### Provided passage
◇ ◇ ◇ ◇

|Home||Special Reports||Archive||Links||The City||Commerce||About||Contacts||Editor||Send PR|
Santa Monica Rents Rise in July
By Jorge Casuso
August 2, 2022 -- Santa Monica rents increased by 1.6 percent in July after growing by less than 1 percent in each of the prior three months, according to Apartment List's monthly report released Tuesday.
Median rents currently stand at $2,073 for a one-bedroom apartment and $2,583 for a two-bedroom, according to the popular listing website.
The rent increases in Santa Monica over the past five months -- although mostly small -- followed four months of rent decreases, according to Apartment List data.
Rents have increased a total of 5.1 percent in the first seven months of this year, compared to 6.7 percent for he nation. Last month's 1.6 percent increase in Santa Monica was higher than the 1.1 percent increase nationwide.
"So far this year, rents are growing more slowly than they did in 2021, but faster than they did in the years immediately preceding the pandemic," researchers wrote.
"This may be at least partially attributable to spiking mortgage rates, which can contribute to tightness in the rental market by sidelining potential first-time homebuyers from the for-sale market and keeping these households in rental units for longer," researchers wrote.
Rents increased last month in 87 of the nation’s 100 largest cities, including Los Angeles, where rents inched up by 0.3 percent to $1,680 for a one-bedroom apartment.

◇ ◇ ◇ ◇

### Data section
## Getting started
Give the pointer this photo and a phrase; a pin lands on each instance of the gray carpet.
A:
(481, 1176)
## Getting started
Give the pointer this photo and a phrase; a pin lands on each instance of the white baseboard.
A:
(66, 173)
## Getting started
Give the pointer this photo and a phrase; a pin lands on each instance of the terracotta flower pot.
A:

◇ ◇ ◇ ◇

### Parts of the exercise
- 1) For each statement, say whether it agrees with the article on Santa Monica rents, answering yes or no and quoting the deciding words: (a) Santa Monica rents rose 1.6 percent in July. (b) Santa Monica's July increase was smaller than the nationwide increase. (c) The median rent for a one-bedroom apartment in Los Angeles is above $2,000.
- 2) Write the next paragraph of the article on Santa Monica rents, picking up after its final sentence.

### Exercise results
- 1)
(a) Yes: "Santa Monica rents increased by 1.6 percent in July"
(b) No: "Last month's 1.6 percent increase in Santa Monica was higher than the 1.1 percent increase nationwide."
(c) No: "rents inched up by 0.3 percent to $1,680 for a one-bedroom apartment"

- 2)
Marina del Rey remained the most expensive area to rent in the LA region, with the median rent for a one-bedroom reaching $4,650 last month.
The highest rents were concentrated in Orange County, where Irvine fetched the highest median rent for a one-bedroom at $2,700.
It was followed by Newport Beach at $2,690, Lake Forest at $2,590, Mission Viejo at $2,390, Huntington Beach and Laguna Niguel at $2.350 and Costa Mesa at $2,310.
None of those Orange County cities saw an increase of more than 1 percent in July, according to the report.
Overall, the cool down in rents is following a "typical seasonal trend," researchers said.
"As we enter the fall and winter months, rental activity tends to slow, and we are likely to see rent growth continue to cool.
"However, there are no signs that prices will actually fall in a meaningful way, meaning that American renters will continue to be burdened by historically high housing costs," the report concluded.
Apartment List Rent Report data is drawn monthly from the millions of listings on the site, according to the website.